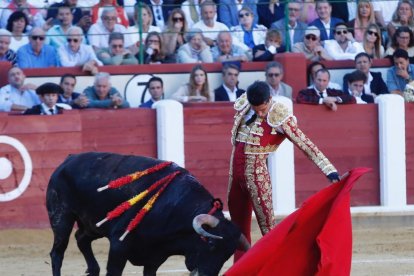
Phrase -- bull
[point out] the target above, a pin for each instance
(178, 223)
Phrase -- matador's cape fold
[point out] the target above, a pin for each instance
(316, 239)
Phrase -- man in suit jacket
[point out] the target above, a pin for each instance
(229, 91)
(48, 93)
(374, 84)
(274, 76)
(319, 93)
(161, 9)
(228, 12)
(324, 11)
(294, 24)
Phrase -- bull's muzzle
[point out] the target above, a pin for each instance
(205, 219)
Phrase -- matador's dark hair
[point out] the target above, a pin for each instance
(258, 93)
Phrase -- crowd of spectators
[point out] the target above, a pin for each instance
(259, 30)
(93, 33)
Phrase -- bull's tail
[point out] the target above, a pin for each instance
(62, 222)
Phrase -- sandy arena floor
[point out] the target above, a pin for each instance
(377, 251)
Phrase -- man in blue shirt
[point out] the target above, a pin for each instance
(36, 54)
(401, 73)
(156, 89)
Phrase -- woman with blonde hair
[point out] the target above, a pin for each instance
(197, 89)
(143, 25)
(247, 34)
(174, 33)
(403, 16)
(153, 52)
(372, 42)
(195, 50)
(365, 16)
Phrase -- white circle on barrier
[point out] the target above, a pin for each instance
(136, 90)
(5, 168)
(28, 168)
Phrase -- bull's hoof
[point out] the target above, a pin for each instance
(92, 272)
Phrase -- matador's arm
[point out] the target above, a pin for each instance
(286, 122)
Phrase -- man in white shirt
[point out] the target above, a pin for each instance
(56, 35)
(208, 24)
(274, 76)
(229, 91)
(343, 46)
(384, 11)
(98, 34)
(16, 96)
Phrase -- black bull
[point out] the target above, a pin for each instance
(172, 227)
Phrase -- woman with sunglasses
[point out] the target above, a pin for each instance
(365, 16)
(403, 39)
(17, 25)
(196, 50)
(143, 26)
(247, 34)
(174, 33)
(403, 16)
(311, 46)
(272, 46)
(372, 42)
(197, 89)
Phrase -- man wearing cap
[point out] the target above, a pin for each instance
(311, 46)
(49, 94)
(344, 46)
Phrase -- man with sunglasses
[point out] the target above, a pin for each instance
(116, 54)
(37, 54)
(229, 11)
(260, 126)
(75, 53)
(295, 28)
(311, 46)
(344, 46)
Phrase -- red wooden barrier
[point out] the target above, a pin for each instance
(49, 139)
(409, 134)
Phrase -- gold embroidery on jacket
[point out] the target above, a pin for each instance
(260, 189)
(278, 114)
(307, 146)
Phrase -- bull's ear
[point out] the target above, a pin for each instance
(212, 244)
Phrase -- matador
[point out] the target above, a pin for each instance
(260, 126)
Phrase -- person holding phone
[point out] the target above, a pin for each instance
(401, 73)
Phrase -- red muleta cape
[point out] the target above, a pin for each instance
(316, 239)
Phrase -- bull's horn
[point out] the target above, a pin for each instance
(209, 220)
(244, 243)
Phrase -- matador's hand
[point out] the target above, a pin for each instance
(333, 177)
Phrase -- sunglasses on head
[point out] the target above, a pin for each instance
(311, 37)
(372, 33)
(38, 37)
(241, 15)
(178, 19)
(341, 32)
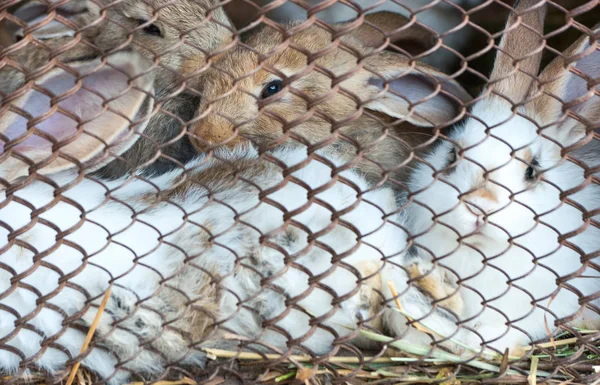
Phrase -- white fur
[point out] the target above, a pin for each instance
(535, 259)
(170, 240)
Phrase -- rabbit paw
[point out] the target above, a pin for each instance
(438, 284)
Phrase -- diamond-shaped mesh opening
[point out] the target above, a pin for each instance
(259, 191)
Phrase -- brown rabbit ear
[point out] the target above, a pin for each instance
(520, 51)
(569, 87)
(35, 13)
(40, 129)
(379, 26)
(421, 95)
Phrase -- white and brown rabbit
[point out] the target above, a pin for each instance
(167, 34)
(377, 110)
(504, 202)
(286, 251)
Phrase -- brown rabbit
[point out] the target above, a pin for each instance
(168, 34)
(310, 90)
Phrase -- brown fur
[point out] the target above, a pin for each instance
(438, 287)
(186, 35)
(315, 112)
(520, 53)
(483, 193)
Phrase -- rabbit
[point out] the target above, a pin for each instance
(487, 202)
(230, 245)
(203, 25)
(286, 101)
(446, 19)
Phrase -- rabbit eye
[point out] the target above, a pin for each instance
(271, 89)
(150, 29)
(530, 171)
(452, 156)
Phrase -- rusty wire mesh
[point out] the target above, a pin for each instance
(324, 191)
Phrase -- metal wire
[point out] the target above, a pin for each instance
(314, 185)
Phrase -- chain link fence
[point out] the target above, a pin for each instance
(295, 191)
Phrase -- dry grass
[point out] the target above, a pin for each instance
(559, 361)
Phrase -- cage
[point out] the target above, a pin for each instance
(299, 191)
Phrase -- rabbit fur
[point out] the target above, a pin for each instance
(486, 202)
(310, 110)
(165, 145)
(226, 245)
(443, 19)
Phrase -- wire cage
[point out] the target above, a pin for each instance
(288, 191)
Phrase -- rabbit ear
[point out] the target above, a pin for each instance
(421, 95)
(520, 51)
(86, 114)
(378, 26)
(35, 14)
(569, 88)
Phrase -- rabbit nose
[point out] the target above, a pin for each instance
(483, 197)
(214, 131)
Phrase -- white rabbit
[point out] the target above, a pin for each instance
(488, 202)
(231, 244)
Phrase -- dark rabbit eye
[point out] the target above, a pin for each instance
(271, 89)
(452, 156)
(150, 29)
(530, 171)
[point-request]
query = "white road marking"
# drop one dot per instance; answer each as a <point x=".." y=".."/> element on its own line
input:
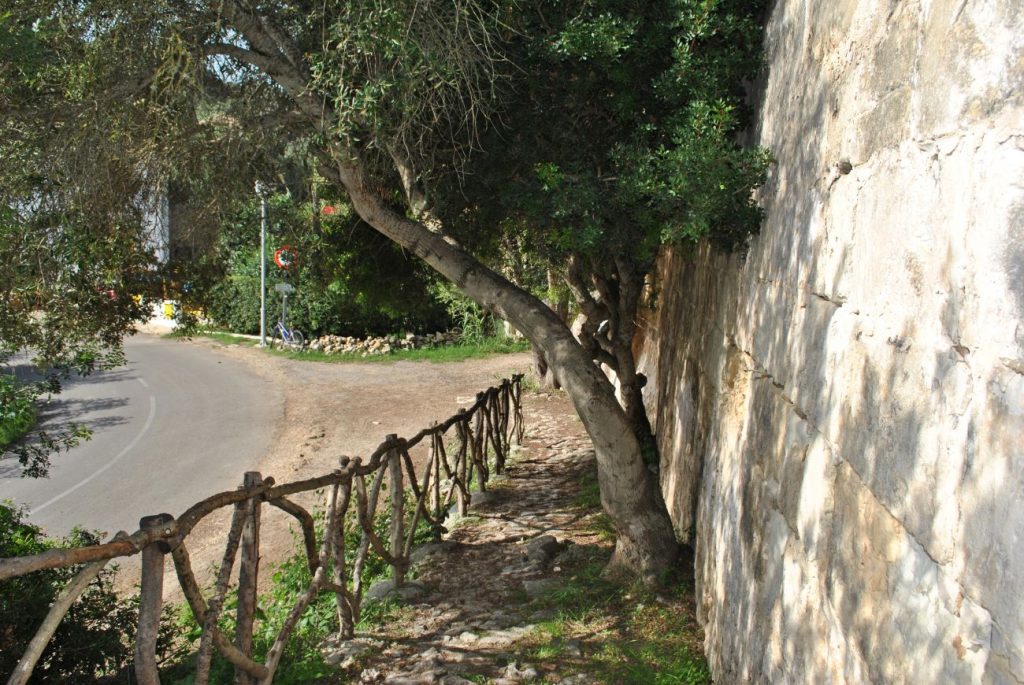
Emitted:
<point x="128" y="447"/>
- - -
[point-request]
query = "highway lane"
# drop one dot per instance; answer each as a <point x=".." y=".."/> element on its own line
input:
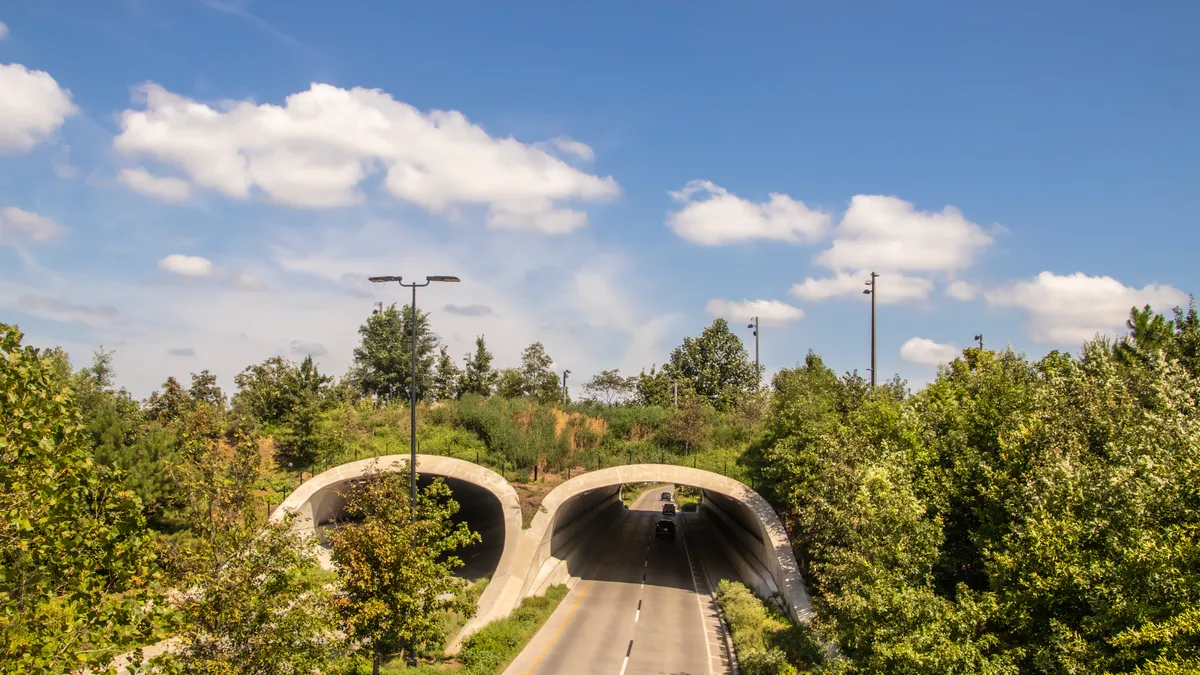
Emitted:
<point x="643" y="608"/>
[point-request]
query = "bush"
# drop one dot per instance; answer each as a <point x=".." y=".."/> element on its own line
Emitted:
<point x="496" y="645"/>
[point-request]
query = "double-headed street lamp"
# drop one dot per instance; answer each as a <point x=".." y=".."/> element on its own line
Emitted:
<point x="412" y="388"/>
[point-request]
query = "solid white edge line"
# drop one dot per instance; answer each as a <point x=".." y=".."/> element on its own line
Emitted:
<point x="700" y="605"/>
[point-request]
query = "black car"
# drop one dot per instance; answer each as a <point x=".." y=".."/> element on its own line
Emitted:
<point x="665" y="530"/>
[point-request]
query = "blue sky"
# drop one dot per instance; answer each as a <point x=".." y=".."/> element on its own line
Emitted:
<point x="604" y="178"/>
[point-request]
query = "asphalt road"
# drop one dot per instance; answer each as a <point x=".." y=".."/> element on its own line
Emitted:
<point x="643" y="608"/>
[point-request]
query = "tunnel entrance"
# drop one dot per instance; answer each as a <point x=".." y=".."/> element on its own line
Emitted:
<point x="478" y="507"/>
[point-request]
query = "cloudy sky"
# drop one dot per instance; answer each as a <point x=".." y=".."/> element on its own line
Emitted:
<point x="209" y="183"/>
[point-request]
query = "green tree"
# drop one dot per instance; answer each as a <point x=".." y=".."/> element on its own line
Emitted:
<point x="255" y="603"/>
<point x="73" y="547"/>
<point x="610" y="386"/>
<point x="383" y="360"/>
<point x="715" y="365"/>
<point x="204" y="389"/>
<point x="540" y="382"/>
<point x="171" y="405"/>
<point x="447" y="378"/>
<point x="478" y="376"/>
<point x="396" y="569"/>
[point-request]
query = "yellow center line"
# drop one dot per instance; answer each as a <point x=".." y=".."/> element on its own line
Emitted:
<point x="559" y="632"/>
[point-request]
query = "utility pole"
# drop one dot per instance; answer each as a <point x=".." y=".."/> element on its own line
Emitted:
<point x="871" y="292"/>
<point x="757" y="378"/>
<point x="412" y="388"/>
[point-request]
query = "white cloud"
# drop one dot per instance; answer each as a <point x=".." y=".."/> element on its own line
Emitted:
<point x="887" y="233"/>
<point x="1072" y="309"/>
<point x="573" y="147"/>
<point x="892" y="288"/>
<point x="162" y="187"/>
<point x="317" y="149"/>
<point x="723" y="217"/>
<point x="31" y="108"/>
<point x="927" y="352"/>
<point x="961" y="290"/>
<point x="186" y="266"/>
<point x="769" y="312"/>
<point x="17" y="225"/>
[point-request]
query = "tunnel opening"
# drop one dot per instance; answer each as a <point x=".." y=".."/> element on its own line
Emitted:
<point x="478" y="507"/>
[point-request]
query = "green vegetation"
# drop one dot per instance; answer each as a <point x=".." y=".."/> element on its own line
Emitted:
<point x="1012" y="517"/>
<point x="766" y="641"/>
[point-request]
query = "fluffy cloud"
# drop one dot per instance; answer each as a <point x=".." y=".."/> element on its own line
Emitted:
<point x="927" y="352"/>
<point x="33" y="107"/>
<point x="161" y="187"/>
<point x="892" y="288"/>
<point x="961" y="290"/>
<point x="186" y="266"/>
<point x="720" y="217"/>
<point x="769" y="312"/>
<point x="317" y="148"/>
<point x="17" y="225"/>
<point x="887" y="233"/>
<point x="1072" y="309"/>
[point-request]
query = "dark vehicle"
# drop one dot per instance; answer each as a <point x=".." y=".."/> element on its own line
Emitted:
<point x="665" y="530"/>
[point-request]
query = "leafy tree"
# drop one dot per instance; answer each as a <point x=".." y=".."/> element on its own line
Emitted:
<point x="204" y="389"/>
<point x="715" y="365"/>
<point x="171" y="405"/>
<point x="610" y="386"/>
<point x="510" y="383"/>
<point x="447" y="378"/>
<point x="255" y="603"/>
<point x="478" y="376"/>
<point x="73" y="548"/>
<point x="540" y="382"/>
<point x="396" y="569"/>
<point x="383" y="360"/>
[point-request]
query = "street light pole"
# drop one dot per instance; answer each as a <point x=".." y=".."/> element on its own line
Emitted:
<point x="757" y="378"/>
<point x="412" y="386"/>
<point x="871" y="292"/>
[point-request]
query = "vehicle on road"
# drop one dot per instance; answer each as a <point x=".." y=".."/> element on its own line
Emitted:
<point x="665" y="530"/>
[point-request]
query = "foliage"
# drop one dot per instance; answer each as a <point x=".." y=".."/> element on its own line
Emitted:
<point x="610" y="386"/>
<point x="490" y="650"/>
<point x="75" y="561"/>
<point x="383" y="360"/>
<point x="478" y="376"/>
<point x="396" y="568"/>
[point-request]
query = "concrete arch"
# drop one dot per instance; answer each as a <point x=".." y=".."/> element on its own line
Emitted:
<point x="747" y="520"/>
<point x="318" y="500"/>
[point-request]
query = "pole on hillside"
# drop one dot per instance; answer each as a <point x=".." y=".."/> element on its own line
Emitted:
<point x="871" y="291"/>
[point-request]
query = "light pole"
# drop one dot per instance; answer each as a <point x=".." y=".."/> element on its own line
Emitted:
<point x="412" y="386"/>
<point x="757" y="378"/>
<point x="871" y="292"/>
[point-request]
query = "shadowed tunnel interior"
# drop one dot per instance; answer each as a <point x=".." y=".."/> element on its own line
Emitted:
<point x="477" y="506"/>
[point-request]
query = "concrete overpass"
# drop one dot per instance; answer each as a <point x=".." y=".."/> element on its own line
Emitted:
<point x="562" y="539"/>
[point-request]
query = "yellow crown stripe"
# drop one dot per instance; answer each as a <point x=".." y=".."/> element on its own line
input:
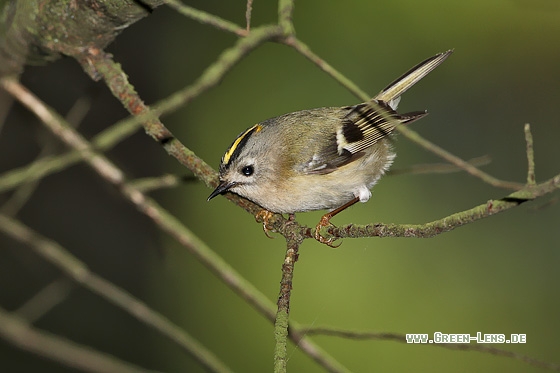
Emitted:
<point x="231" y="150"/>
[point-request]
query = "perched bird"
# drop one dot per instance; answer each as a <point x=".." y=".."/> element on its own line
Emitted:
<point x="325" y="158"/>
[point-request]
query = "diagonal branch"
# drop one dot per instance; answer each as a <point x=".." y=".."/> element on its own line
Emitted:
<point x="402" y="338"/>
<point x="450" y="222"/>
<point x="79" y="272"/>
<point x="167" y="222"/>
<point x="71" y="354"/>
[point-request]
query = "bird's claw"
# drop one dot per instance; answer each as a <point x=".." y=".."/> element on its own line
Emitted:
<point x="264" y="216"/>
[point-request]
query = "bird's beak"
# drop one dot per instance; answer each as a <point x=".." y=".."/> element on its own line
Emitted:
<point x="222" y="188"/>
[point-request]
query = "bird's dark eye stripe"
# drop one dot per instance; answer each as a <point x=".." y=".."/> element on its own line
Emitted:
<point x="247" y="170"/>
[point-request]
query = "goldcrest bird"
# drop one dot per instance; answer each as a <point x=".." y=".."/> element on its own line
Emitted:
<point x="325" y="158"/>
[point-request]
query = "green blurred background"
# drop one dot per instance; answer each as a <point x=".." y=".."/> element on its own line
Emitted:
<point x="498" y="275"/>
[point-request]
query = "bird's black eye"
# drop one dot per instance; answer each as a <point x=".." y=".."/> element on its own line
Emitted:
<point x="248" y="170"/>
- - -
About this exercise
Within the listing above, the lines from the one with "Phrase -- bull's horn" through the one with "Phrase -- brown rabbit ear" are to be given again word for word. Do not include pictures.

Answer space
Phrase -- bull's horn
[point out] the target above, a pin for each instance
(209, 220)
(244, 243)
Phrase -- matador's hand
[point out] the target above, a pin for each instance
(333, 177)
Phrase -- sunglasses on head
[point out] the target above, a pin for each instance
(311, 37)
(372, 33)
(38, 37)
(241, 15)
(178, 19)
(341, 32)
Phrase -- white fur
[point out] the target above, a pin for each instance
(535, 259)
(170, 240)
Phrase -- rabbit paw
[point out] the target above, a pin for each instance
(438, 284)
Phrase -- diamond-shaped mesh opening
[point out] the target above, a pin for each instance
(259, 191)
Phrase -- brown rabbit ear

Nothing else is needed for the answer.